Texto apresentado -
________
No caso que nos ocupa, o A. intentou a ação contra a associação e contra os seus associados Município BB e CC pedindo a respetiva condenação solidária, alegando ter a associação sido extinta, liquidada e os bens partilhados por aqueles associados.

O R. Município BB contestou invocando estar ainda a decorrer a liquidação, não respondendo, por isso, o seu património pelos créditos do A. para com a extinta associação.

E em sede de recurso alegou ser o fundo comum a responder pelas dívidas da associação e não o Município seu associado. Pretendeu, assim, o R. Município impedir a pedida condenação solidária e/ou subsidiária, baseada na extinção, liquidação e partilha da associação, com a exceção legal de que quem responde é o fundo comum.

Temos assim que, tendo o autor invocado a existência de um crédito contra o réu Município, não satisfeito antes ou aquando da dissolução da associação e tendo este se defendido de molde a beneficiar do disposto no art.º 198.º, do Código Civil, segundo o qual é o fundo comum que responde, em primeira linha, pelas obrigações da associação, quando esta se extingue, impõe-‑se a conclusão de era ao referido réu que incumbia provar a existência daquele fundo comum.

Respondendo à questão formulada, dir-se-á assim que, ao contrário do decidido no acórdão revidendo, era ao Município BB que incumbia a prova da existência do fundo comum por, na sua tese, ser esse o facto impeditivo do direito que o A. quis fazer valer contra si.
________
(Entradas de dados extraídos)
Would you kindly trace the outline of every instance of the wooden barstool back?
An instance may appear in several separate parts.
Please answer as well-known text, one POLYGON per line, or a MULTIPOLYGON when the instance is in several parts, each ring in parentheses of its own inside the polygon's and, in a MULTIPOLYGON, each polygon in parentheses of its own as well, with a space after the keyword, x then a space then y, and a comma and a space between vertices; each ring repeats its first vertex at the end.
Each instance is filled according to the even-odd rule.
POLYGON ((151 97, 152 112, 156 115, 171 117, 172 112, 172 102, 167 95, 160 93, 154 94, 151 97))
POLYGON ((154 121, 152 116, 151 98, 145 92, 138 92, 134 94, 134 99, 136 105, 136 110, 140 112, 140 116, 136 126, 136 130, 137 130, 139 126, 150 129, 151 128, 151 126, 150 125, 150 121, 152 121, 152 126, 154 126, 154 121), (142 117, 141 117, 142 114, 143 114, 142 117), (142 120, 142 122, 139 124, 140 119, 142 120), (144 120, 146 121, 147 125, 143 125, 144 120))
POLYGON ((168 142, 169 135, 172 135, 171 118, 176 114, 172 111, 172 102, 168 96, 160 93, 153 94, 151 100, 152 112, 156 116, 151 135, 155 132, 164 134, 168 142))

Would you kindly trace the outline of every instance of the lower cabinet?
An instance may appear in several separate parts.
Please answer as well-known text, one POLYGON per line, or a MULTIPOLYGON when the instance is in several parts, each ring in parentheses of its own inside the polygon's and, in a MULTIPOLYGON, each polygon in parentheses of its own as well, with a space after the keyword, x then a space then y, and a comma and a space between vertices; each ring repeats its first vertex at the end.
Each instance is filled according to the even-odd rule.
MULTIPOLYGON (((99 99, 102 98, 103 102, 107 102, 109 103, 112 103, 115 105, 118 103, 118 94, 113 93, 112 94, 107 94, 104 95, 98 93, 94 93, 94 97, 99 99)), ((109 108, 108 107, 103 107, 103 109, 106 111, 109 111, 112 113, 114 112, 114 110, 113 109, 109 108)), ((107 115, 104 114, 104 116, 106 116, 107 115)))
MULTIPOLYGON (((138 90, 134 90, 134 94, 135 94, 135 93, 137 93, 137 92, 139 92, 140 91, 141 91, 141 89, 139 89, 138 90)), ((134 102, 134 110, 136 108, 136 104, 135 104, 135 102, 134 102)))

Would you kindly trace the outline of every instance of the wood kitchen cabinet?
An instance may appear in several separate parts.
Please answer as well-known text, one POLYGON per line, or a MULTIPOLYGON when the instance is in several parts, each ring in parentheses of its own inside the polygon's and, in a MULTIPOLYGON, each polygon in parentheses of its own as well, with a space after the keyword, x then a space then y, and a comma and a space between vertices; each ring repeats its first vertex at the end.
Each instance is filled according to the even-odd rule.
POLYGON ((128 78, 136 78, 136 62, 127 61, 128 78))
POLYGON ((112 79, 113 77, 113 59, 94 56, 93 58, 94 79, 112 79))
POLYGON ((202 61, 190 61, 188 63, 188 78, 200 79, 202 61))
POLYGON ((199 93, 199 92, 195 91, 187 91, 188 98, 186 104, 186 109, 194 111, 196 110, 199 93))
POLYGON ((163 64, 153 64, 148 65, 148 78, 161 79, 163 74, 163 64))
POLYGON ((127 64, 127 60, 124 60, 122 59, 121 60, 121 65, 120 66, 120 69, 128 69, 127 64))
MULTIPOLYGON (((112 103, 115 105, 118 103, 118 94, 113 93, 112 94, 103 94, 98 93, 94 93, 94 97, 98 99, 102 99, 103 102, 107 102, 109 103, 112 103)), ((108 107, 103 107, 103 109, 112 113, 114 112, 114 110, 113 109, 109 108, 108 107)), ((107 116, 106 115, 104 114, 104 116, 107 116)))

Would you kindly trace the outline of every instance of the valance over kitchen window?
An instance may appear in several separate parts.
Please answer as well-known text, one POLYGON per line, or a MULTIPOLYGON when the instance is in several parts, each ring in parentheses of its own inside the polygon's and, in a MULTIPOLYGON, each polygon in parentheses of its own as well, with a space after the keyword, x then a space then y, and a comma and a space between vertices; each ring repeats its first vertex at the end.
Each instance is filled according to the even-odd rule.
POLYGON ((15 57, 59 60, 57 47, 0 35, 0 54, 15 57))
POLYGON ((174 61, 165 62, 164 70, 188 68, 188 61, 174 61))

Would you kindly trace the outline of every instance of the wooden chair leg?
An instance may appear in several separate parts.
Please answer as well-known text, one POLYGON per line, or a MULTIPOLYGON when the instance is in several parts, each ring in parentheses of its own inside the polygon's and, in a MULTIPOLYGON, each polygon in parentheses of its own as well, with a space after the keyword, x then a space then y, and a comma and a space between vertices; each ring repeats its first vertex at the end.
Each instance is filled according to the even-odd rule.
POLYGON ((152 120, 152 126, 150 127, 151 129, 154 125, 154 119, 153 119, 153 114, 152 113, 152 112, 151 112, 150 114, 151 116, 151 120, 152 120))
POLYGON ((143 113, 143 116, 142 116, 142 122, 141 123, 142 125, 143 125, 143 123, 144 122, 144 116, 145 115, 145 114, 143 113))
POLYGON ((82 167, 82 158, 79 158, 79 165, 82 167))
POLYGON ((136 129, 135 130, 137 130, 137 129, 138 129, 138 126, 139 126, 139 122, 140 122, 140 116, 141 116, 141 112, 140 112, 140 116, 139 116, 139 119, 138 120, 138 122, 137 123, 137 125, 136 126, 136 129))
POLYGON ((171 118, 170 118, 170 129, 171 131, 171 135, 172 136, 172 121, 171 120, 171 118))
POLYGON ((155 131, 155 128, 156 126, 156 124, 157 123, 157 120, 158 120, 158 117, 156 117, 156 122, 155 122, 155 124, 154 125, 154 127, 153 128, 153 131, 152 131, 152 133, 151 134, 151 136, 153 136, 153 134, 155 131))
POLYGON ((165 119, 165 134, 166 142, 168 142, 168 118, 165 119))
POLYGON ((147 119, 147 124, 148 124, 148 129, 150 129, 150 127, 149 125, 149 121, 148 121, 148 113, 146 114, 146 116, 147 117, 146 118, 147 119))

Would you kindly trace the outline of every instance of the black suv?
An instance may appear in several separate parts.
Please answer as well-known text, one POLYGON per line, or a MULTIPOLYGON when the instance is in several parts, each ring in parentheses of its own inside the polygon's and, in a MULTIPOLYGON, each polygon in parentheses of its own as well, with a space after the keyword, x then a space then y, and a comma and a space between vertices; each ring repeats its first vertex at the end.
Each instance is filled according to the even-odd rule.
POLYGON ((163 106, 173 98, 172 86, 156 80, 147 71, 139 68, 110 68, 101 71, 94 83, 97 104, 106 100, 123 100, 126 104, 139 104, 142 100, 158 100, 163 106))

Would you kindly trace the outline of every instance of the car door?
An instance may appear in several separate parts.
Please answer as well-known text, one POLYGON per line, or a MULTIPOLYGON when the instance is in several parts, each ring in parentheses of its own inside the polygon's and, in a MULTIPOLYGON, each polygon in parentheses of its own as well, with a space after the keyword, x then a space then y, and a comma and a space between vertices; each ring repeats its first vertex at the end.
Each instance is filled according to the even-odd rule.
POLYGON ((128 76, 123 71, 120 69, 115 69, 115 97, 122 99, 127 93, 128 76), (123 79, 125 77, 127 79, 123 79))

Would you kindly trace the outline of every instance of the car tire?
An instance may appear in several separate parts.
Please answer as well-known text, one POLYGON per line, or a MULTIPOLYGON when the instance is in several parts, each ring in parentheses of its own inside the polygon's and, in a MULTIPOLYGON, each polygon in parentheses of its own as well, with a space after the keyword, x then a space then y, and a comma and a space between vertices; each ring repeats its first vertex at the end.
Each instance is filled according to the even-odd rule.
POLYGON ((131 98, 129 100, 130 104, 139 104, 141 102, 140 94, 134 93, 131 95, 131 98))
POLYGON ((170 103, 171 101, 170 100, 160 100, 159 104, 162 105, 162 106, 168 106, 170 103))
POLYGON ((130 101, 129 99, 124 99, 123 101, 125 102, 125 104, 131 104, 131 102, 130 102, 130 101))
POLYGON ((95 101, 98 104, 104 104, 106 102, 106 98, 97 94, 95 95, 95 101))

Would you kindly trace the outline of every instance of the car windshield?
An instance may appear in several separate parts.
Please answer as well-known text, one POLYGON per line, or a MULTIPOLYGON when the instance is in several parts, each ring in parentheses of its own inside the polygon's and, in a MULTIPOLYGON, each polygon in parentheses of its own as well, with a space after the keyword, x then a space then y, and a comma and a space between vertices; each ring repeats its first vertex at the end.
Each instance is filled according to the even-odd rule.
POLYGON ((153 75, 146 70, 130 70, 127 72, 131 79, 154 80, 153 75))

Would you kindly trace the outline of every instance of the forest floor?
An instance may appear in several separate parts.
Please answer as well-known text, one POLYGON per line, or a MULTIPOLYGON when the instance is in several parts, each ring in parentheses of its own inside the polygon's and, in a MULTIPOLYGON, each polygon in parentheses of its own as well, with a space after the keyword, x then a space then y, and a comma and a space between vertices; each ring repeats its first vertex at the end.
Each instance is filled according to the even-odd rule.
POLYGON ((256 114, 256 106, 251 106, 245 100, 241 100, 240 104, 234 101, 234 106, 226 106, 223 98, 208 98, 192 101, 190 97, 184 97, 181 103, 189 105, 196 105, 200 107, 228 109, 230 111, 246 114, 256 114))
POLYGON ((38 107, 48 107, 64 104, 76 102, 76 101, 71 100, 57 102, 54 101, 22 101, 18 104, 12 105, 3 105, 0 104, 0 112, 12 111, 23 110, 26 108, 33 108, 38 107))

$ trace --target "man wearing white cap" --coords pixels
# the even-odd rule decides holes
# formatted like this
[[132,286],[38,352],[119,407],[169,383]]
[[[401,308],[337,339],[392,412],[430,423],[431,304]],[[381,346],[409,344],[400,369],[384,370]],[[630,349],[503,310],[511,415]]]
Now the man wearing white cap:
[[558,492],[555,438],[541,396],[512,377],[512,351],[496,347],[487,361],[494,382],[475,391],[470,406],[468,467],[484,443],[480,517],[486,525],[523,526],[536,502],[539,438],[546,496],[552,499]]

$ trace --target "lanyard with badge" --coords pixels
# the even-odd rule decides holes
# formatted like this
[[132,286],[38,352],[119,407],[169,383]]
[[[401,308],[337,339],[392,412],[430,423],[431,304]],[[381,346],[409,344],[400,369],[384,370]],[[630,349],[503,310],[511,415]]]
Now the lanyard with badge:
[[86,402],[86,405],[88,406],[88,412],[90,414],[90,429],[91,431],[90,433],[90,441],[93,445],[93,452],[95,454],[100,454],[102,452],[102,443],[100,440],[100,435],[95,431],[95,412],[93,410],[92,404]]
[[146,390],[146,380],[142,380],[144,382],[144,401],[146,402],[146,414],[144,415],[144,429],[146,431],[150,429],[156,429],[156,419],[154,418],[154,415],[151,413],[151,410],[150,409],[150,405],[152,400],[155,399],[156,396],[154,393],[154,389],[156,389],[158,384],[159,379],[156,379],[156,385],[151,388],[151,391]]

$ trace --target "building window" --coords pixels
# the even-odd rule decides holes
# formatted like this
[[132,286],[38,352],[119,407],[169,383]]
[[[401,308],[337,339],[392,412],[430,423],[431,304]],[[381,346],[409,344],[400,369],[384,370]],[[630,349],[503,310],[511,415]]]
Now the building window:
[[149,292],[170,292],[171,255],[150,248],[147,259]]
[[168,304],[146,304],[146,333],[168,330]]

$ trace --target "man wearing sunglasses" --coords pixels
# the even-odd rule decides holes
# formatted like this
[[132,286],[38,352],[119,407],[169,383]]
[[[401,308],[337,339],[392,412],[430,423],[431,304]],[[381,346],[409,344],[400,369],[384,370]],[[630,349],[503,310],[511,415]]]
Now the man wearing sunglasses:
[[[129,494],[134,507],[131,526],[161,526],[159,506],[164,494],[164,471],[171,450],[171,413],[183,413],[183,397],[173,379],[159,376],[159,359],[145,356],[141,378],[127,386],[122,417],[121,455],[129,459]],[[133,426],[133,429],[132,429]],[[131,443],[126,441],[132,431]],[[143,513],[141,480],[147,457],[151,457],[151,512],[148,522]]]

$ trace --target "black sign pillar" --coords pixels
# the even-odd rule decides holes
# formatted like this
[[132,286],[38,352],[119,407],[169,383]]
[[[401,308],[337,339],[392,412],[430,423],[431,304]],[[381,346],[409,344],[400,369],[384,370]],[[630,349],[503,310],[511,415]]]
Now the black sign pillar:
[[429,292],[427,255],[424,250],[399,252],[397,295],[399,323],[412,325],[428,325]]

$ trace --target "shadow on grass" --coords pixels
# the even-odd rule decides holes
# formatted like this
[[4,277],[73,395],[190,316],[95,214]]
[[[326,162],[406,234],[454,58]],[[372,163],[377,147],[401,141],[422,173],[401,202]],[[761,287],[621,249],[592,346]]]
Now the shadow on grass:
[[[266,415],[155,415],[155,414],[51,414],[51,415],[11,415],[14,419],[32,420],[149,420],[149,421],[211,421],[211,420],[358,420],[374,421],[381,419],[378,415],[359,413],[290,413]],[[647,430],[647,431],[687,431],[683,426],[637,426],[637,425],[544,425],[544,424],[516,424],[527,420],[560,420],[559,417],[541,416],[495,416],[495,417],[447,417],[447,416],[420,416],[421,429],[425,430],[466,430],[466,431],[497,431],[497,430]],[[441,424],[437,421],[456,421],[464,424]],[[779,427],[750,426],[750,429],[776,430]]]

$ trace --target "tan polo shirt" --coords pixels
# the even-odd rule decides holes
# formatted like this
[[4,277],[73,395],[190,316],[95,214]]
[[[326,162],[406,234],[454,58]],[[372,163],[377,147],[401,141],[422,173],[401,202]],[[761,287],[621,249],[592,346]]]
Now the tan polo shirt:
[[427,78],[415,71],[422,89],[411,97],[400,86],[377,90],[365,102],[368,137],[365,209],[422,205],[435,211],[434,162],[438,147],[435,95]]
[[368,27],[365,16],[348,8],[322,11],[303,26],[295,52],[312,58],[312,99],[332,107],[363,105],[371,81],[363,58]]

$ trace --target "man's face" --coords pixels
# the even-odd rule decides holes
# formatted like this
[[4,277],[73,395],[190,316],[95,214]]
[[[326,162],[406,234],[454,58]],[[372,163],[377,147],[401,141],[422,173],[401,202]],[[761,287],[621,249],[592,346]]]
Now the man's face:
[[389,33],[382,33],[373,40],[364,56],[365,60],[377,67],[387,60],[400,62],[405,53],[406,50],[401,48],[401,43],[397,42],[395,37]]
________
Problemas e tarefas -
(1) Traduza para inglês esta frase do texto sobre a extinção da associação: "E em sede de recurso alegou ser o fundo comum a responder pelas dívidas da associação e não o Município seu associado."
(2) Extraia dos registos, sem qualquer alteração, o trecho que começa na linha que contém "wooden chair leg?" e termina na linha que contém "POLYGON ((152 120, 152".
O texto e os registos não têm qualquer relação entre si.

Lista de respostas -
(1) And on appeal, it argued that it was the common fund that was liable for the association's debts, and not the Municipality that was its member.

(2)
Would you kindly trace the outline of every instance of the wooden chair leg?
An instance may appear in several separate parts.
Please answer as well-known text, one POLYGON per line, or a MULTIPOLYGON when the instance is in several parts, each ring in parentheses of its own inside the polygon's and, in a MULTIPOLYGON, each polygon in parentheses of its own as well, with a space after the keyword, x then a space then y, and a comma and a space between vertices; each ring repeats its first vertex at the end.
Each instance is filled according to the even-odd rule.
POLYGON ((152 120, 152 126, 150 127, 151 129, 154 125, 154 119, 153 119, 153 114, 152 113, 152 112, 151 112, 150 114, 151 116, 151 120, 152 120))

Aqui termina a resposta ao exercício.